→ **Vorliegender Text**
..........
Wie und wo werden Ärzte künftig ausgebildet? Wie bringt die Medizin die modernen ökonomischen, systematischen und ethischen Anforderungen unter einen Hut? Wird der Zusammenhang der medizinischen mit der naturwissenschaftlichen Forschung durch neue Entwicklungen gefährdet oder im Gegenteil gestärkt? Wie kann sich eine wissenschaftsgeprägte Medizinische Fakultät gegenüber einer wirtschaftsgeprägten Klinik verhalten? Gibt es Vorteile der Fakultätsführung durch einen Vorstand gegenüber einem beschließenden Gremium Fakultätsrat?
attempto bietet den Leserinnen und Lesern Hintergrundinformationen zu diesem Fragenkomplex, die sie in der aktuellen Berichterstattung so nicht bekommen. Professoren der Universität Tübingen, Politiker und Journalisten äußern sich hier zur Zukunft der Hochschulmedizin. Sie diskutieren Modelle der Umstrukturierung, hinterfragen den politischen wie wissenschaftlichen Sinn, wägen Chancen und Gefahren ab.
..........
→ **Auszüge der Einträge**
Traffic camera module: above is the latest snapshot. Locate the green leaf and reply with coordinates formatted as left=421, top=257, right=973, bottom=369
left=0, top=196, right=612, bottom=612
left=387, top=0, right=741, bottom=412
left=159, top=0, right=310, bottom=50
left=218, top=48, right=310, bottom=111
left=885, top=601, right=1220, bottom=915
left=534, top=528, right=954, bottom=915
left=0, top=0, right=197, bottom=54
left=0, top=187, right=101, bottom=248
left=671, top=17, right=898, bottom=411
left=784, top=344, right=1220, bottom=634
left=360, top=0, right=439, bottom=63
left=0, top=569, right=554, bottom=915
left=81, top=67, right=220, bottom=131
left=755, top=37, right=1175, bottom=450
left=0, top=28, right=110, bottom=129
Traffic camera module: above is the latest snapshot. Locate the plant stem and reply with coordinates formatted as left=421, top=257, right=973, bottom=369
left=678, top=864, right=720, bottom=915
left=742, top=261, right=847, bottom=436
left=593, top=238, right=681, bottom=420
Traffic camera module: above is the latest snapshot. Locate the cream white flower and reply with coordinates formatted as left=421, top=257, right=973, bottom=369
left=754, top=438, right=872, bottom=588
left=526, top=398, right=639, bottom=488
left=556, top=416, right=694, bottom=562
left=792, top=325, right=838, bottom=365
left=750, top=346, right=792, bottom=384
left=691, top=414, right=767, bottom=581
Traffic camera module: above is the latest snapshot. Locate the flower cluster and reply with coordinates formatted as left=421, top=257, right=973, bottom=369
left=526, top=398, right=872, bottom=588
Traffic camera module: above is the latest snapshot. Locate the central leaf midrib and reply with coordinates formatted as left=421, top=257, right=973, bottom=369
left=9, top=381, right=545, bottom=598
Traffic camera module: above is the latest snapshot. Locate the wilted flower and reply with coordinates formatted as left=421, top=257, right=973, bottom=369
..........
→ **Aufgabe 1**
Stimmen die folgenden Aussagen mit dem Text über die Hochschulmedizin überein? Antworte jeweils mit Ja oder Nein und zitiere die Wörter aus dem Text, die den Ausschlag geben.
(a) In attempto äußern sich Professoren der Universität Tübingen zur Zukunft der Hochschulmedizin.
(b) Der Text sagt, dass eine Fakultätsführung durch einen Vorstand Vorteile hat.
(c) attempto bietet Hintergrundinformationen, die man in der aktuellen Berichterstattung so nicht bekommt.
→ **Aufgabe 2**
Schreib aus dem Text über die Hochschulmedizin die Stelle ab, die mit „Wie und wo werden“ anfängt und mit „beschließenden Gremium Fakultätsrat?“ aufhört.

→ **Antwort 1**
(a) Ja: „Professoren der Universität Tübingen, Politiker und Journalisten äußern sich hier zur Zukunft der Hochschulmedizin.“
(b) Nein: Der Text stellt dazu nur eine Frage: „Gibt es Vorteile der Fakultätsführung durch einen Vorstand gegenüber einem beschließenden Gremium Fakultätsrat?“
(c) Ja: „attempto bietet den Leserinnen und Lesern Hintergrundinformationen zu diesem Fragenkomplex, die sie in der aktuellen Berichterstattung so nicht bekommen.“

→ **Antwort 2**
Wie und wo werden Ärzte künftig ausgebildet? Wie bringt die Medizin die modernen ökonomischen, systematischen und ethischen Anforderungen unter einen Hut? Wird der Zusammenhang der medizinischen mit der naturwissenschaftlichen Forschung durch neue Entwicklungen gefährdet oder im Gegenteil gestärkt? Wie kann sich eine wissenschaftsgeprägte Medizinische Fakultät gegenüber einer wirtschaftsgeprägten Klinik verhalten? Gibt es Vorteile der Fakultätsführung durch einen Vorstand gegenüber einem beschließenden Gremium Fakultätsrat?